**Brief A:**
In the transcript on Greek temple design, how many columns run along each side of the building?
**Brief B:**
Copy the part of the transcript on Greek temple design that runs from "Dr. Zucker: [11:08]" up to and including "for that problem.".

**Selected passage:**
────────

Dr. Zucker: [9:38] For instance, in those Doric columns, you can see that there’s a taper and you assume that it’s a straight line, but the Greeks wanted ever so slight a sense of the organic. That the weight of the building was being expressed in the bulge, the entasis of the column, about a third of the way from the bottom.

[9:55] In this case, every single column bulges only 11/16 of an inch the entire length of that column. The way that the Greeks pulled this off is they would bring column drums up to the site, they would carefully carve the base and the top, and then they would carve in between.

Dr. Harris: [10:12] We see this slight deviation in the columns, but we also see it not only vertically but also horizontally in the building.

Dr. Zucker: [10:21] Well, that’s right. You assume that the stylobate, the floor of the temple, is flat, but it’s not. Rainwater would run off it because the edges are lower than the center.

Dr. Harris: [10:29] But only very, [laughs] very slightly lower.

Dr. Zucker: [10:32] Across the long sides of the temple the center rises only 4 and 3/8 of an inch, and on the short sides of the temple on the east and the west side, the center rises only by 2 3/8 inches. What happens is it cracks. Our eye would naturally see a straight line seem as if it rises up at the corners a little bit so it seems to us to be perfectly flat. The columns are all leaning in a little bit.

Dr. Harris: [10:58] You would expect the columns to be equidistant from one another, but in fact the columns on the edges are slightly closer to one another than the columns in the center of each side.

Dr. Zucker: [11:08] Architectural historians have hypothesized that the reason for this is because the column at the edge is in a sense an orphan. It doesn’t have anything past it. Therefore, it would seem to be less substantial.

[11:22] If we could make that column a little bit closer to the one next to it it might compensate, and it would have an even sense of density across the building.

Dr. Harris: [11:29] Placing of the columns closer together on the edges created a problem in the levels above. One of the rules of the Doric order is that there had to be a triglyph right above the center of a column or in between each column.

Dr. Zucker: [11:42] They also wanted the triglyphs to be at the very edge so one triglyph would abut against another triglyph at the corner of the building. If in fact you’re placing your columns closer together, you can actually solve for that problem.

[11:56] You can avoid the stretch of the metope in between those triglyphs that would result, but because the columns are placed so close together they had the opposite problem, which is to say that the metopes at the ends of the building would be too slender.

[12:11] What Phidias has done in concert with Iktinos and Kallikrates, the architects, is to create sculptural metopes that are widest in the center, just like the spaces between the columns, and actually, the metopes themselves gradually become thinner as you move to the edges so that you can’t really even perceive the change without measuring.

Dr. Harris: [12:29] And the general proportions of the building can be expressed mathematically as X = Y x 2 + 1. Across the front, we see 8 columns, and along the sides, 17 columns. That ratio also governs the spacing between the columns and its relationship to the diameter of a column. Math is everywhere.

────────

**Source information:**
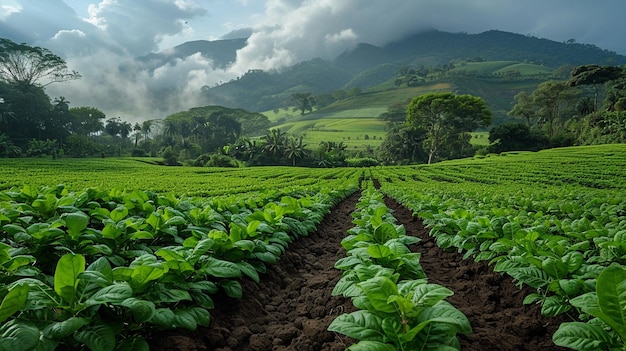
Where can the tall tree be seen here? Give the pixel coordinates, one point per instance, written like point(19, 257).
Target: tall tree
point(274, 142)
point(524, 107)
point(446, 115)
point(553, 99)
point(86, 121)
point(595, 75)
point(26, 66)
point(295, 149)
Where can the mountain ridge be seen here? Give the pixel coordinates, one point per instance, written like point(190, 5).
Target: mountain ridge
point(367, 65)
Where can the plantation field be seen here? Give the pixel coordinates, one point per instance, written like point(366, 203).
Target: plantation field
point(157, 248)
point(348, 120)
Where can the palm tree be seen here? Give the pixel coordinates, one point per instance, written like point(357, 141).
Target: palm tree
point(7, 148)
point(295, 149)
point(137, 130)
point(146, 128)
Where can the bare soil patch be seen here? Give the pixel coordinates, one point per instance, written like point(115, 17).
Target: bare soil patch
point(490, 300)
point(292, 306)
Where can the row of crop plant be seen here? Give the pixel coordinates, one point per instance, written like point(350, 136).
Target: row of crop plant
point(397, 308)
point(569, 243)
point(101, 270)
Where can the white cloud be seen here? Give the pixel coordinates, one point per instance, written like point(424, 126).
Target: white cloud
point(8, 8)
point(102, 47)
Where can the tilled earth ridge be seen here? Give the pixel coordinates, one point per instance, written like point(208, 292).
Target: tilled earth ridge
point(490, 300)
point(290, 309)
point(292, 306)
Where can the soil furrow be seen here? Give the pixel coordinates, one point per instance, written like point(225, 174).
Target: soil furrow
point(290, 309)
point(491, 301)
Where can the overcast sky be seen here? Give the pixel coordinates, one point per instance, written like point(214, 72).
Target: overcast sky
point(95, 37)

────────

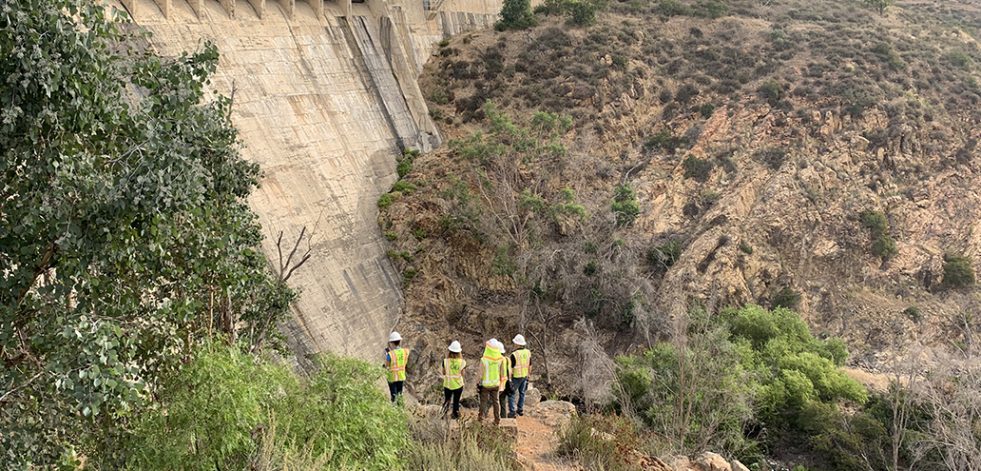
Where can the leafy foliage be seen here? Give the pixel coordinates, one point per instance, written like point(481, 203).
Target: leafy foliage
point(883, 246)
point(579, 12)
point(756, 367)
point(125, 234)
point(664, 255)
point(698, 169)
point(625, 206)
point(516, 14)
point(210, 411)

────────

**Output A:**
17 columns.

**Output B:**
Dr. Zucker: [11:08] Architectural historians have hypothesized that the reason for this is because the column at the edge is in a sense an orphan. It doesn’t have anything past it. Therefore, it would seem to be less substantial.

[11:22] If we could make that column a little bit closer to the one next to it it might compensate, and it would have an even sense of density across the building.

Dr. Harris: [11:29] Placing of the columns closer together on the edges created a problem in the levels above. One of the rules of the Doric order is that there had to be a triglyph right above the center of a column or in between each column.

Dr. Zucker: [11:42] They also wanted the triglyphs to be at the very edge so one triglyph would abut against another triglyph at the corner of the building. If in fact you’re placing your columns closer together, you can actually solve for that problem.